Source text ▸
▶

Why Ryan Newman isn’t thinking about NASCAR retirement after scary Daytona 500 crash

Recovering from a head injury, Ryan Newman said he wants to return to NASCAR as soon as possible.

NASCAR driver Ryan Newman has no timetable to return to racing, likely because he’s still recovering from the head injury he suffered during a horrific crash on the last lap of the 2020 Daytona 500 last month.

But he said he’s eager to get back in the car “as soon as I possibly can.”

For the first time since the last-lap crash — when his car turned, hit the wall, was slammed into by another car, went airborne, landed upside down and slid off the Daytona International Speedway track — Newman was at the race track last weekend at Phoenix Raceway. He briefly spoke with reporters as he walked through the garage area Friday, and said “after looking at my car, it’s a miracle” to be alive. He also said he has no timeline for his return.

◀

Material shown ▸
▶

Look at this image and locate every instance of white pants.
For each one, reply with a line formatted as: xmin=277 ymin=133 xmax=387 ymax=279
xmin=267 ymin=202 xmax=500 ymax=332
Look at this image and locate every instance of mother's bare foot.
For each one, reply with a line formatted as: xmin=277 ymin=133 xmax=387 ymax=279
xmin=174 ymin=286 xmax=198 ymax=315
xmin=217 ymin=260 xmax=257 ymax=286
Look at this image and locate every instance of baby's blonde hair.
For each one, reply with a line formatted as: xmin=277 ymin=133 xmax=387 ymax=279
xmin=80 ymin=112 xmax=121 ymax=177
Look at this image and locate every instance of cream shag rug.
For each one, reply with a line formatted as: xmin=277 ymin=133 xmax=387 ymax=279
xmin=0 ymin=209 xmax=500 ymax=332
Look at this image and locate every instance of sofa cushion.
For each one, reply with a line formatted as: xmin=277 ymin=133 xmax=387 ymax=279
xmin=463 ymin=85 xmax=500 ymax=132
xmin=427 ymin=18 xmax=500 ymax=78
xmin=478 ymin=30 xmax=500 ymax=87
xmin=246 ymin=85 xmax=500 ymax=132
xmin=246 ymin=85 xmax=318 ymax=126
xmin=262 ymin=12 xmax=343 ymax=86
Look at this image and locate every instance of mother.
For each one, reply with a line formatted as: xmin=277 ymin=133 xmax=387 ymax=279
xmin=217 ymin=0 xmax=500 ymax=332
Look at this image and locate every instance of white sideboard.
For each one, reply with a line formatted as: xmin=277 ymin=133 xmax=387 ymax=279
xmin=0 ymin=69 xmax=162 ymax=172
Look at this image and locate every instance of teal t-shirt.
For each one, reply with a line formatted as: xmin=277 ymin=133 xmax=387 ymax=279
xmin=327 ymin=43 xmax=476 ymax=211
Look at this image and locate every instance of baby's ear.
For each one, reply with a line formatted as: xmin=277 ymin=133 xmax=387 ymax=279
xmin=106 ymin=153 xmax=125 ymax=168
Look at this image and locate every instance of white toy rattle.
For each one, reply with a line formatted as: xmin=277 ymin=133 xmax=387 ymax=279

◀

Your instructions ▸ Copy out the Ryan Newman article word for word, from its headline through its final sentence.

Solution ▸
Why Ryan Newman isn’t thinking about NASCAR retirement after scary Daytona 500 crash

Recovering from a head injury, Ryan Newman said he wants to return to NASCAR as soon as possible.

NASCAR driver Ryan Newman has no timetable to return to racing, likely because he’s still recovering from the head injury he suffered during a horrific crash on the last lap of the 2020 Daytona 500 last month.

But he said he’s eager to get back in the car “as soon as I possibly can.”

For the first time since the last-lap crash — when his car turned, hit the wall, was slammed into by another car, went airborne, landed upside down and slid off the Daytona International Speedway track — Newman was at the race track last weekend at Phoenix Raceway. He briefly spoke with reporters as he walked through the garage area Friday, and said “after looking at my car, it’s a miracle” to be alive. He also said he has no timeline for his return.